··· SOURCE RECORDS
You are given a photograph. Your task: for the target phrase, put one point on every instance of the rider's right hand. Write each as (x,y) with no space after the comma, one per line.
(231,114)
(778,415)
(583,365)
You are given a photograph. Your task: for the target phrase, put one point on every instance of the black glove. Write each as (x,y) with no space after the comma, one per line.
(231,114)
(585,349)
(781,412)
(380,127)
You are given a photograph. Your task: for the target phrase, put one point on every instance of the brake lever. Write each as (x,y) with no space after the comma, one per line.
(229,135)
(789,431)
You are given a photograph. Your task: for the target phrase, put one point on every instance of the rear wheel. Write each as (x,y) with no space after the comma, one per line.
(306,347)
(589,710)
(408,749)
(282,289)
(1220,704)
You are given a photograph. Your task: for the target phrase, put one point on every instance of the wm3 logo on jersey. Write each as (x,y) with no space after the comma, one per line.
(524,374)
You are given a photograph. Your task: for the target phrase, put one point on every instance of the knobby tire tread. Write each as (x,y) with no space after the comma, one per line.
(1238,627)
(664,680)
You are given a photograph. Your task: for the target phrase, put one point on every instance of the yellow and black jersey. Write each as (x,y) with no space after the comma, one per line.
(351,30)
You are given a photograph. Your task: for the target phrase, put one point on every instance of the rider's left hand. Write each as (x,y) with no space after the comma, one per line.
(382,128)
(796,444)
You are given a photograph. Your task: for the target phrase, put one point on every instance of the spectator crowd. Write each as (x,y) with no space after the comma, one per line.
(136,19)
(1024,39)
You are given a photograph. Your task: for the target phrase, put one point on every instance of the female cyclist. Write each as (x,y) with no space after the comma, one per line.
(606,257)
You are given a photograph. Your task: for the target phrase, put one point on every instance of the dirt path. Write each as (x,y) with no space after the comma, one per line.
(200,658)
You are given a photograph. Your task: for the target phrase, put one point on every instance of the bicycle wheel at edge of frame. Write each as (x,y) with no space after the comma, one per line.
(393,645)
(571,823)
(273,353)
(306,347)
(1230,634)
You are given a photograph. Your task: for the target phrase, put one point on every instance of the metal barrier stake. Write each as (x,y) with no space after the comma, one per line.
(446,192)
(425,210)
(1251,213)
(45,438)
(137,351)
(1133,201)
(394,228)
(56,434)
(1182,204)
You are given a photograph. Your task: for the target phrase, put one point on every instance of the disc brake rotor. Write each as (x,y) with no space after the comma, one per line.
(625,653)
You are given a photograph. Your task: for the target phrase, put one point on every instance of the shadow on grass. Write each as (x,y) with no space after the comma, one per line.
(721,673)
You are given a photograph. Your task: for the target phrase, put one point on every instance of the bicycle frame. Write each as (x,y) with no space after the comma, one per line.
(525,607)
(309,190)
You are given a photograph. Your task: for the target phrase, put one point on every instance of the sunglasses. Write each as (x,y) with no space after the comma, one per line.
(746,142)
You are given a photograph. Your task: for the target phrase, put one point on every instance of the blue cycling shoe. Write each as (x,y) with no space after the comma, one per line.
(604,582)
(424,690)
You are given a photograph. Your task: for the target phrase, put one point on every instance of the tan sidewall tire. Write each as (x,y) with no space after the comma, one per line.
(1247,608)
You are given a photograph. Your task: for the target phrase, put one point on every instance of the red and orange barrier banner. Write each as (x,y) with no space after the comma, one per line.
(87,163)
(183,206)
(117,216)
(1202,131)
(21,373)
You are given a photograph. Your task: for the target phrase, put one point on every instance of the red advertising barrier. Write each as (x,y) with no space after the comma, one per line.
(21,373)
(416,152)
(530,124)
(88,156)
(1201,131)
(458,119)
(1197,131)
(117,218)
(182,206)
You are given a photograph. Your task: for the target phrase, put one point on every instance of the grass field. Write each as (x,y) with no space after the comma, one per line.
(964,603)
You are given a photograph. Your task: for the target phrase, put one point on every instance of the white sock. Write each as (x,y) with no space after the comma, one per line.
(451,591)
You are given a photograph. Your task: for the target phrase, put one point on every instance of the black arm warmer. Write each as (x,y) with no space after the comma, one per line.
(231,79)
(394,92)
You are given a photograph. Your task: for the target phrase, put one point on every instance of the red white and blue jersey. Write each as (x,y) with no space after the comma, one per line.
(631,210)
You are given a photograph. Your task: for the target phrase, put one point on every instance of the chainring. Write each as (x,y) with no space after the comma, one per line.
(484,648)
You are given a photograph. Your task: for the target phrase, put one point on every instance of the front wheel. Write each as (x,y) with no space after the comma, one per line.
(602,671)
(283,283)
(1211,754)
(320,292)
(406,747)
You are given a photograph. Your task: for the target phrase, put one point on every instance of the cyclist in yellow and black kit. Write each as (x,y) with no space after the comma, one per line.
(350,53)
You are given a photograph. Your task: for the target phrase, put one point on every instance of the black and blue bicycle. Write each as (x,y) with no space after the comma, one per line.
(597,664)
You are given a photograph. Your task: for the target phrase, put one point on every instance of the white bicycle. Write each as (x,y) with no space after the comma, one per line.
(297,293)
······
▶ WORK TO COMPLETE
Take the entries and copy them out exactly.

▶ ANSWER TO THE PROBLEM
You are given a photograph. Your task: for the target phrase, put one point on every instance of the rider's right hand. Write each as (x,y) with no space after the comma, one per line.
(231,114)
(778,415)
(583,365)
You are given a photograph. Your task: for the target phrase, put one point on every instance of the black glove. Write each as (x,y) with no space after the comma, one per line.
(231,114)
(585,349)
(781,412)
(380,127)
You are given a photograph. Your task: for the target phrase, put one point on every instance of the brake lever. Write each as (x,y) with no space after the comma, one per line.
(229,135)
(789,431)
You are given a photograph. Your task: for the target phrase, put one point on every instance of the rear wheel. Write each as (x,y) with no space after the comma, one per line.
(306,347)
(589,710)
(408,749)
(282,289)
(1220,704)
You are given a photograph. Your task: for the target phrase, put one point on every instance of the wm3 logo on jersey. Write each as (x,y) with no space after the comma, one per line.
(524,374)
You are given a photograph. Your task: for the target phrase, put one point on every instance of the knobby tire tread. Write each as (x,y) with no space after the comma, one per line.
(1238,627)
(664,680)
You are given a photograph. Your task: for the target phrase, put one point on every instance of the yellow and black jersey. Write each as (x,y) with no space after the comma, one per line.
(351,30)
You are given a photograph. Your task: for the target phrase, put one point on every instance of the rider's left hand. Write each as (x,y) with no space after the comma, one per line.
(382,128)
(796,444)
You are given a photograph. Your task: for the target phrase, put one point on every instance of the spectator crowd. Write each as (x,y) with no space after the comma, one per line.
(136,19)
(1024,39)
You are given a photograph. Your task: for the target phrase, put one point on every instance of the female cyclist. Write each as (x,y) with no space after the comma, one per line.
(606,257)
You are given a photograph. Your task: for the target phrase, put one point on every instance of the dirt path. Write each as (x,y) with no space after the comma, one per line.
(200,658)
You are given a photograph. Your task: for the target phrase, put one point on every instance of the bicycle wheel at edge of frame. Write each as (x,y) with no space after the comma, one per line.
(393,645)
(571,823)
(273,353)
(306,347)
(1230,634)
You are given a photograph. Your task: for the target phrase, put one point on every instance of the metal barrier stake. Write each as (x,y) with no space after the comma, one per line.
(446,192)
(425,210)
(1251,213)
(45,438)
(137,351)
(1133,201)
(394,228)
(56,434)
(1182,204)
You are given a photograph. Your task: for the target phrase, put one point on every instance of the disc brake rotor. Write each as (x,y) with no space after the comma, one per line.
(625,653)
You are given a photograph. Your task: for the target phrase, put one point on every instance of the shadow on grass. Write each as (x,y) with no space after the comma, one per line.
(721,673)
You are given a photograph. Your task: for the target phrase, put one point on every instance of the bicycle frame. Write each as (x,y) with no space after the comma, one per line.
(525,607)
(309,190)
You are given a photograph. Your task: for the target phrase, put one point on every instance of the sunglasses. Write each as (x,y) with no space after the comma, one per line.
(746,142)
You are given a photograph. Your task: for the target phrase, put one point on every instance of the blue cycling shoe. Write each as (x,y) with no space after the comma, one per line.
(604,582)
(424,690)
You are given a photograph. Your task: for the target phrase, put one point on every instance of the tan sidewall tire. Write each as (x,y) with no space after the comma, one per line.
(1247,608)
You are given a photograph. Your task: for the target phrase, put one point on every instance of the red and orange barrier banner. Write each as (x,y) with no space after the comma, one per line.
(87,163)
(183,206)
(117,216)
(1202,131)
(21,373)
You are given a photograph. Your task: for the target phrase, put one point on every instance of the red advertising barrier. Write each as (x,y) with no space after the comma, one per line.
(21,373)
(416,152)
(530,124)
(88,156)
(1201,131)
(458,119)
(1197,131)
(117,218)
(182,206)
You are given a photograph. Your task: for the target phrase, put one point on every instance of the grass field. Write each as (x,y) with no space after the comma, one per line.
(964,603)
You are given a photograph. Your task: for the target phrase, put one point on every instance of the white sock. Write each as (x,y) with no space after the comma, one per line.
(451,591)
You are given a photograph. Your task: for the target phrase, put one point on every instance of the black arm warmer. Write each as (x,y) with no space after the comma, one per line.
(231,79)
(394,92)
You are given a photograph. Your task: for the target phrase, put one point on every instance of the red white and blue jersey. Write each as (x,y) with no space after the comma, one per line.
(631,210)
You are given a photograph. Your task: for the target phrase, put one point on every instance of the chainring. Write each as (x,y) with no space after the comma, one per line.
(484,648)
You are given a photograph. Your task: for the target phrase, put one point on every instance of the front wheel. Write each as (x,y) with no space after the comma, one per line.
(602,671)
(283,283)
(1211,754)
(320,292)
(406,747)
You are given a photograph. Your task: for the target phrase, put one point on every instance of the cyclist in yellow and black kit. Write each as (x,y) with no space after the comma, one per line.
(350,53)
You are given a photograph. Your task: for the target phrase, put one point on every instance of the black and blue bicycle. Write each as (x,y) with no space after the comma, one per line.
(597,664)
You are given a photograph. Your task: for the target phrase, put one point on every instance of the white bicycle. Write each as (x,y) with no space after the comma, one per line.
(297,293)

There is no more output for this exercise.